-- Exercise description --
The records below are made of lines; count those holding the word "order" and give the number only.

((

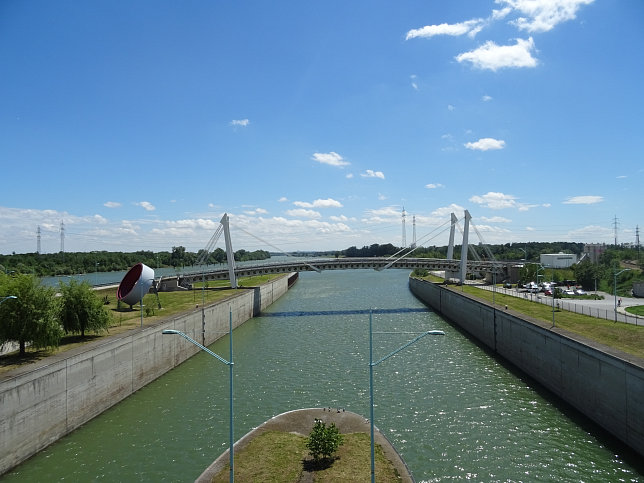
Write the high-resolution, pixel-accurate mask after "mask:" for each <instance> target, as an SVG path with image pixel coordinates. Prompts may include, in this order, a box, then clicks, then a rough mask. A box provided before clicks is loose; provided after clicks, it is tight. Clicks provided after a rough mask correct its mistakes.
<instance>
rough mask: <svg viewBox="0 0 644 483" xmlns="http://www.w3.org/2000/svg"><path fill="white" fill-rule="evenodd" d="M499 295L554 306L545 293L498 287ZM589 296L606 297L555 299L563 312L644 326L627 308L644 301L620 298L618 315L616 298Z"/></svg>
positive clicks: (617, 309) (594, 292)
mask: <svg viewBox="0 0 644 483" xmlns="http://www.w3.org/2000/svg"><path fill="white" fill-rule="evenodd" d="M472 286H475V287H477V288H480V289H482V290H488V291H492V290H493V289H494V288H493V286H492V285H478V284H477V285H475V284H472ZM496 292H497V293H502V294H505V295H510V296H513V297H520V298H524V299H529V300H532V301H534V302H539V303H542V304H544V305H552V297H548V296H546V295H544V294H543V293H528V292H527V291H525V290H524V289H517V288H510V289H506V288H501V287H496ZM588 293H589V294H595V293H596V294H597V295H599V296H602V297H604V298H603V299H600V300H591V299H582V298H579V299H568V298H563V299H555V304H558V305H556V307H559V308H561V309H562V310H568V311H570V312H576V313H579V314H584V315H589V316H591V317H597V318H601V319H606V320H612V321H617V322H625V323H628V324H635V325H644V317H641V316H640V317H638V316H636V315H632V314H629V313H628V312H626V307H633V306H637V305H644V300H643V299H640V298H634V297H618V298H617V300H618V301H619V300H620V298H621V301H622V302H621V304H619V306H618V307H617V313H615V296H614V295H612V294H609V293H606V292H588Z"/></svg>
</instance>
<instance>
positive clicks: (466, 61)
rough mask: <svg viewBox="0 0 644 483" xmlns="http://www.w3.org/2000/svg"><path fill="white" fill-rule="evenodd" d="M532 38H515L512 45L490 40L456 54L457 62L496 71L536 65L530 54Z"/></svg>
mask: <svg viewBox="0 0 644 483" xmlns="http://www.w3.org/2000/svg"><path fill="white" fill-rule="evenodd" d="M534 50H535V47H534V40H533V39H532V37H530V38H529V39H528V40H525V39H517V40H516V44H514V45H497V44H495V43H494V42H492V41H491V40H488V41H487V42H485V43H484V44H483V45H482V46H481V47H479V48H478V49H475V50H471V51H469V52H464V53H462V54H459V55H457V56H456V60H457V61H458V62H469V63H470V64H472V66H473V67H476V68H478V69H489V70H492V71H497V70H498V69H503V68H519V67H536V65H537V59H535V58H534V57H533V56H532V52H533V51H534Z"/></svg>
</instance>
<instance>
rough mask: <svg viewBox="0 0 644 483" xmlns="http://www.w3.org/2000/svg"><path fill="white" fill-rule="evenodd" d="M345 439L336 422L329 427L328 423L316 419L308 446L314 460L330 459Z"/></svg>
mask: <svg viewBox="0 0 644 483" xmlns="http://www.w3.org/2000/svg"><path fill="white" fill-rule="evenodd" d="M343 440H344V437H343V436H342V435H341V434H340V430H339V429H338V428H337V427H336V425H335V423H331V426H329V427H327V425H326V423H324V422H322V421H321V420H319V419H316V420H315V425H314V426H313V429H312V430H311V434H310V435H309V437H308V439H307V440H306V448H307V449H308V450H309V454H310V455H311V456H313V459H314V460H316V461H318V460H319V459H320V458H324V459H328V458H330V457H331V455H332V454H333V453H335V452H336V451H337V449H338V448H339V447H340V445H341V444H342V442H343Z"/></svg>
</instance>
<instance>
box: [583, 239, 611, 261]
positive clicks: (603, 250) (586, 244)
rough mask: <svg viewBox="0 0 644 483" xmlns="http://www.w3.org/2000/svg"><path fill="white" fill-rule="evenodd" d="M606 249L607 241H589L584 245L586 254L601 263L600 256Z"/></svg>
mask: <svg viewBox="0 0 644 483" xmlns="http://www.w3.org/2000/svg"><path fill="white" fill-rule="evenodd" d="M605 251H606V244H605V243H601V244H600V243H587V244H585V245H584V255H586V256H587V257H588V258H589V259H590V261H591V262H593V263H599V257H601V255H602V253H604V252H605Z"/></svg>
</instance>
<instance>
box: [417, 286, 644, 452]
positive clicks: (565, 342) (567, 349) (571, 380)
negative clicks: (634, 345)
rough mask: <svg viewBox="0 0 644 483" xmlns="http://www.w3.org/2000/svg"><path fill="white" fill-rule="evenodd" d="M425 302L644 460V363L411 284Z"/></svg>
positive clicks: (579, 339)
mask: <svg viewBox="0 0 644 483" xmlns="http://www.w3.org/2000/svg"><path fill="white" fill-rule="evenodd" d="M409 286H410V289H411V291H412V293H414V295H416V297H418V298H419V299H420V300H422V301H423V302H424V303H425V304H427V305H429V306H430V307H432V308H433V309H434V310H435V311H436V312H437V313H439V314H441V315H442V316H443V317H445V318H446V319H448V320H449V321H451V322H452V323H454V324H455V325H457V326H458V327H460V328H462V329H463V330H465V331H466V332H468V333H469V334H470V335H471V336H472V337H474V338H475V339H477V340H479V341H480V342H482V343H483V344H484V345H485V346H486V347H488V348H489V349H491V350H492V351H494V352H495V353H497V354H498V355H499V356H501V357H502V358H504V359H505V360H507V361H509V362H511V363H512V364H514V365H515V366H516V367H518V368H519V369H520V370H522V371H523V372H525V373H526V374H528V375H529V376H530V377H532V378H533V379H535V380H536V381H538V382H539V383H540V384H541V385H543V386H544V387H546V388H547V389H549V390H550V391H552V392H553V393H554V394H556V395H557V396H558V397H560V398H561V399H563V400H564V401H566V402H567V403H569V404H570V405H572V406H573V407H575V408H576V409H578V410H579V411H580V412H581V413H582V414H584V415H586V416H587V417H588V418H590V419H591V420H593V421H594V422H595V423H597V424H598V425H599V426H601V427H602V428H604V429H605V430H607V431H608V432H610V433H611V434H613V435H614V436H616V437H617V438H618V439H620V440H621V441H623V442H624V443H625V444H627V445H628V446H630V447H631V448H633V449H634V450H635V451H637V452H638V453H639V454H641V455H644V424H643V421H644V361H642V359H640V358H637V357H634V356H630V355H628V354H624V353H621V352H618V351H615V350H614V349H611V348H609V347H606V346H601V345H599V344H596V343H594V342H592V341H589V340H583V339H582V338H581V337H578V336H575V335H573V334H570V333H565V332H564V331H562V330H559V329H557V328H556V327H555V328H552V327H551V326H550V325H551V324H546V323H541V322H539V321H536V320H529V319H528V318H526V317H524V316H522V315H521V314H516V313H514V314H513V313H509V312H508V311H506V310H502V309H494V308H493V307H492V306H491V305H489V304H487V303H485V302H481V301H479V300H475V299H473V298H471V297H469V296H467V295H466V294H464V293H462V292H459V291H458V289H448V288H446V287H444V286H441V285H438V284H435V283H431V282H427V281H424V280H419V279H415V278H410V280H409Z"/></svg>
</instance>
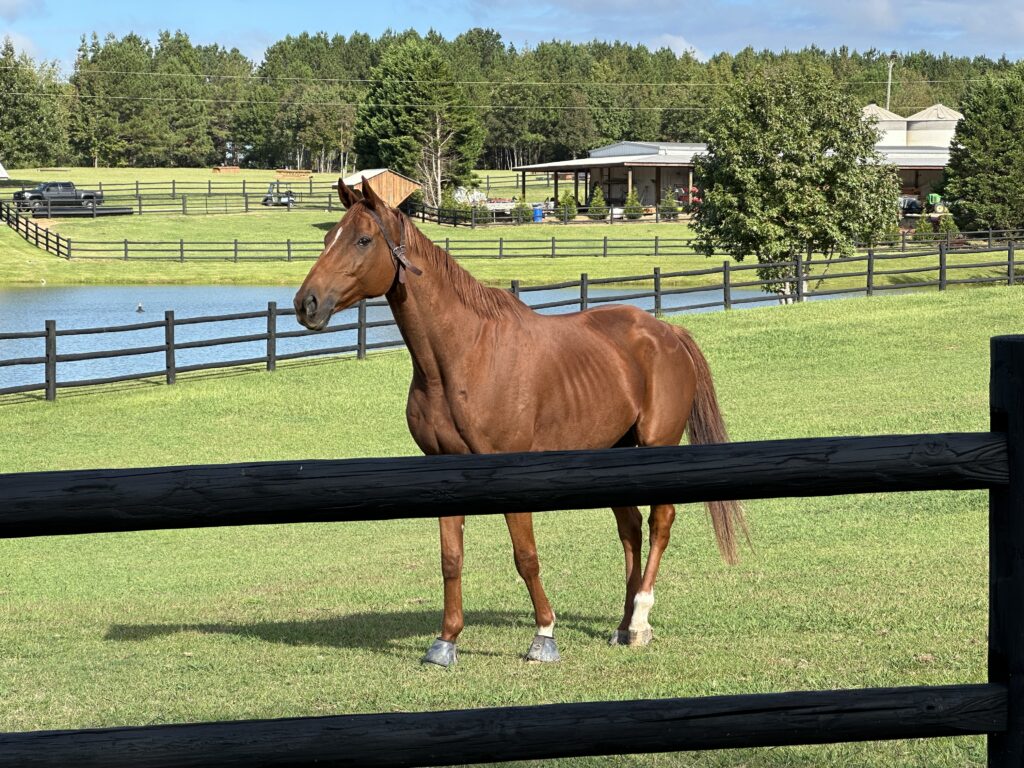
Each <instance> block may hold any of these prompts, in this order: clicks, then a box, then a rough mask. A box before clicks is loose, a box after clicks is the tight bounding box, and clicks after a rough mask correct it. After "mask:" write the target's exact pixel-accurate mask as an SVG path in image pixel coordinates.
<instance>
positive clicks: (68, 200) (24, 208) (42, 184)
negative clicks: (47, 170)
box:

))
((

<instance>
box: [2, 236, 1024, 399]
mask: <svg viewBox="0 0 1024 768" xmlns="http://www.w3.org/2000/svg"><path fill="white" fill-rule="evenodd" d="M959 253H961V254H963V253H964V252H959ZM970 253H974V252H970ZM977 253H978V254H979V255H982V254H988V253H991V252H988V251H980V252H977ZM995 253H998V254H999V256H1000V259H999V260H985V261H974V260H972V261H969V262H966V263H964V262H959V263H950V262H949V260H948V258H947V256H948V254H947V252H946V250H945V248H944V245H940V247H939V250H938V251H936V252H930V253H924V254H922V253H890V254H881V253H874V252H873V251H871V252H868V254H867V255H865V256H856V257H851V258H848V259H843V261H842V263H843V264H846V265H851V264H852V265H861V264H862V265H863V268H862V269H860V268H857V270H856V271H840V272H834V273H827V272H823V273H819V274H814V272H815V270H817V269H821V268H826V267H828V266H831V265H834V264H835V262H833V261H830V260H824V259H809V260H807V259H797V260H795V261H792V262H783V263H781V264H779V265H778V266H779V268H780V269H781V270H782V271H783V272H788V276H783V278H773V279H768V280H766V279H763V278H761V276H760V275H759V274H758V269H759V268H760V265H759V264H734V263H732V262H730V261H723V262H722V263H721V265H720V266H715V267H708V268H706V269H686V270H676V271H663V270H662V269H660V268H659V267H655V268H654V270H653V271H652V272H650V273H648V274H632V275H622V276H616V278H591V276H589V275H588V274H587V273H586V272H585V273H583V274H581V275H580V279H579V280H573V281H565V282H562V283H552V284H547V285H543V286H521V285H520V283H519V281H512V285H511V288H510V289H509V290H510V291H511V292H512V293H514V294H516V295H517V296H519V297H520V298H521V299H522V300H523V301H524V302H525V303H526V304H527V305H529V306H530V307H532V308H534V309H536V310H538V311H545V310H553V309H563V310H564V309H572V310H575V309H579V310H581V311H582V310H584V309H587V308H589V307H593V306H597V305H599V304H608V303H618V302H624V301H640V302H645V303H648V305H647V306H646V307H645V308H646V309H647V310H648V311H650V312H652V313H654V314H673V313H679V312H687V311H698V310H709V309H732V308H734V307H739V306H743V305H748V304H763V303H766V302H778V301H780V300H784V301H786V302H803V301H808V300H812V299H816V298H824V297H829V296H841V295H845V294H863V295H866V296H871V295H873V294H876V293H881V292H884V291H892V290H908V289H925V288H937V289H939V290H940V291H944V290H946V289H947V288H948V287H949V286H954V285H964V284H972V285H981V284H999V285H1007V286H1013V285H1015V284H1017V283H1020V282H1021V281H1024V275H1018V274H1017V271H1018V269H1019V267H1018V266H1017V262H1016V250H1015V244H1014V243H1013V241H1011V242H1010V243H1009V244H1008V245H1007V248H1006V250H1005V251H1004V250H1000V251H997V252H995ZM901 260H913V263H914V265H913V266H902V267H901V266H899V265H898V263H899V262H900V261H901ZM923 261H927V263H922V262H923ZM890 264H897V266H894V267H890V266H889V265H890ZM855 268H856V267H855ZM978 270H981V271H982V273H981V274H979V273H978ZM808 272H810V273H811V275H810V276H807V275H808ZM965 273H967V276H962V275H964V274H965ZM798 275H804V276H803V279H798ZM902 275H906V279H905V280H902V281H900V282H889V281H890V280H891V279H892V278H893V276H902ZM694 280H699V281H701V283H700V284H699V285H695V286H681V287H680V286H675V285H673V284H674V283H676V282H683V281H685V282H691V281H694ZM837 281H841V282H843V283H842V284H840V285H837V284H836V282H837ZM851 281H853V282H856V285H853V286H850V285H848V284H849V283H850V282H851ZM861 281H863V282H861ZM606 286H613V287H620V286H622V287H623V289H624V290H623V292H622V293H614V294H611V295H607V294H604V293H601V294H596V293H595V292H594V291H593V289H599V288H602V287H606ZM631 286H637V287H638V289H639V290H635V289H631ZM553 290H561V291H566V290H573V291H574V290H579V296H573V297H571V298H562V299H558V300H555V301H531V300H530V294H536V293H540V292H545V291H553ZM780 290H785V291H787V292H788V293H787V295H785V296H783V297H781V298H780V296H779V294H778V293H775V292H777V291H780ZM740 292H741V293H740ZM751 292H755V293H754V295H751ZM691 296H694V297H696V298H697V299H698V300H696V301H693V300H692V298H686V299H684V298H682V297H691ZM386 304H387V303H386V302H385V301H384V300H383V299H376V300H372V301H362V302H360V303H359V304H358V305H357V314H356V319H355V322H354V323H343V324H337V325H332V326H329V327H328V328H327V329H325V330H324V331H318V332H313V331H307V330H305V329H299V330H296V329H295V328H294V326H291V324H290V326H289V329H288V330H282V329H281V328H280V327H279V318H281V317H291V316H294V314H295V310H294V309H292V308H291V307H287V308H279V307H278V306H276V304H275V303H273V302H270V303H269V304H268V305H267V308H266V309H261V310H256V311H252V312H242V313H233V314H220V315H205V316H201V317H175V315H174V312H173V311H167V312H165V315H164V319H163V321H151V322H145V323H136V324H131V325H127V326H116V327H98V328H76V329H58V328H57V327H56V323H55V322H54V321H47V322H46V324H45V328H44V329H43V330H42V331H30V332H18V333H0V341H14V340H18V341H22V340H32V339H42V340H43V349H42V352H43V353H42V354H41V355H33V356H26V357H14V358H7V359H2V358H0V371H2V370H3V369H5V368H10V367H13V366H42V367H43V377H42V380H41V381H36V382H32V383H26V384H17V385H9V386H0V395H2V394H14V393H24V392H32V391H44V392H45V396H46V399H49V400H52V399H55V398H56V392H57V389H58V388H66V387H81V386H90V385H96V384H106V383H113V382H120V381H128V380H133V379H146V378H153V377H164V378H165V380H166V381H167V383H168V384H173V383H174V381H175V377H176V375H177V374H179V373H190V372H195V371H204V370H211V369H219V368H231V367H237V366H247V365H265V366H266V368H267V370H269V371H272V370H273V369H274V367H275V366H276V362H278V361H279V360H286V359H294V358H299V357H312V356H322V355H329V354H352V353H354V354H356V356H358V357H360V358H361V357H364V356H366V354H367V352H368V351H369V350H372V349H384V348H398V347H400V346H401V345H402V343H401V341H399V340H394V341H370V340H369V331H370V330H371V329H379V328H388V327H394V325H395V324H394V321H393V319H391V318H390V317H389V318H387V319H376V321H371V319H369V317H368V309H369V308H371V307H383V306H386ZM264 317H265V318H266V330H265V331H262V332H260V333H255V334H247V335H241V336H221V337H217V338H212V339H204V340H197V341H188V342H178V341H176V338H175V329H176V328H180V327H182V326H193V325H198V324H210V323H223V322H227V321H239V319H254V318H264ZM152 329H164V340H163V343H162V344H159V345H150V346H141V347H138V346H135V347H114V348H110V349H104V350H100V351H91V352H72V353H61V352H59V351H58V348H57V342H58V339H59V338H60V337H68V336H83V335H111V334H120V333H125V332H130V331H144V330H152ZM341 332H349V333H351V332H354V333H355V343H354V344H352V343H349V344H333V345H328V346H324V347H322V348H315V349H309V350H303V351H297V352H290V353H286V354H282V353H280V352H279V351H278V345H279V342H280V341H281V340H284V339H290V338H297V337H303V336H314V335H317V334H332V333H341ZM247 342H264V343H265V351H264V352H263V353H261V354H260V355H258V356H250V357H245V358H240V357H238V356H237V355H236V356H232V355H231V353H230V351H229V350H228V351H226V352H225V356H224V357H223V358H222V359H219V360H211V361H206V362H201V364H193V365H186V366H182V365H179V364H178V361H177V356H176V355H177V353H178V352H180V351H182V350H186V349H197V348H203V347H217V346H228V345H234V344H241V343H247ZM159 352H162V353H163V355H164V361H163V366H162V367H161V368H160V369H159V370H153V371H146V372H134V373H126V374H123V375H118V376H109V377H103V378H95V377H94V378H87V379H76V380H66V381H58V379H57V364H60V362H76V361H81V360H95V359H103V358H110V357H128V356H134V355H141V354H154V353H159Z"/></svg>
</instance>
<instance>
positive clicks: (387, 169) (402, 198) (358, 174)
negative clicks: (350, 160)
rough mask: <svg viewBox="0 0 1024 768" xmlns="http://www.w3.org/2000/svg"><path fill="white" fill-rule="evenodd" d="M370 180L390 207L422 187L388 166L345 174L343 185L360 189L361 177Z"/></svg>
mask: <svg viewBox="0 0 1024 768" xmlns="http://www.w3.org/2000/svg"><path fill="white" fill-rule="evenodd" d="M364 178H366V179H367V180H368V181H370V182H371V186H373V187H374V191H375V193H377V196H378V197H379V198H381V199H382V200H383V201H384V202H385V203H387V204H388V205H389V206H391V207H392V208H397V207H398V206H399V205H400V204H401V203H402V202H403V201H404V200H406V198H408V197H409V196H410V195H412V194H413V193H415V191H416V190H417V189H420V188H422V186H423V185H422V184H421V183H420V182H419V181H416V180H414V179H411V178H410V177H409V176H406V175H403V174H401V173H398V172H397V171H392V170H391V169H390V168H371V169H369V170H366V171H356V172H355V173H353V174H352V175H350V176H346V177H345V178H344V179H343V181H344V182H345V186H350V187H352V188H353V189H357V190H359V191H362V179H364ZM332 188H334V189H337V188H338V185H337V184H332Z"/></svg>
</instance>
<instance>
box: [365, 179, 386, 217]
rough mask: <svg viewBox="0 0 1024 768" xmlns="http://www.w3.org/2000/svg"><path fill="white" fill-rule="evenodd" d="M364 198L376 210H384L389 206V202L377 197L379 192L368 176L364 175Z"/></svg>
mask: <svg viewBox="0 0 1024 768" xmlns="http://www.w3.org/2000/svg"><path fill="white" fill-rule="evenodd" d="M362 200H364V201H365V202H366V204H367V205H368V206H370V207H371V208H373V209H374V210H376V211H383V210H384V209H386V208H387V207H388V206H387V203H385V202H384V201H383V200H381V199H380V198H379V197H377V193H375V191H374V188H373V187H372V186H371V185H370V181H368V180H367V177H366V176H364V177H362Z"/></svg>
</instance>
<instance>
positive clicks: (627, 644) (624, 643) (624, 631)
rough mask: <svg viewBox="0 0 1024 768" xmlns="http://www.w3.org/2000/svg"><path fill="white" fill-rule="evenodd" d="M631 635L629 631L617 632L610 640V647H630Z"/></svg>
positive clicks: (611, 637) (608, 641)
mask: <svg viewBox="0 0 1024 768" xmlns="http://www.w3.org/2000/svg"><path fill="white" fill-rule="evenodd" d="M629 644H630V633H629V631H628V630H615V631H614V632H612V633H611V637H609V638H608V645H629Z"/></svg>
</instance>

))

-- Written solution --
2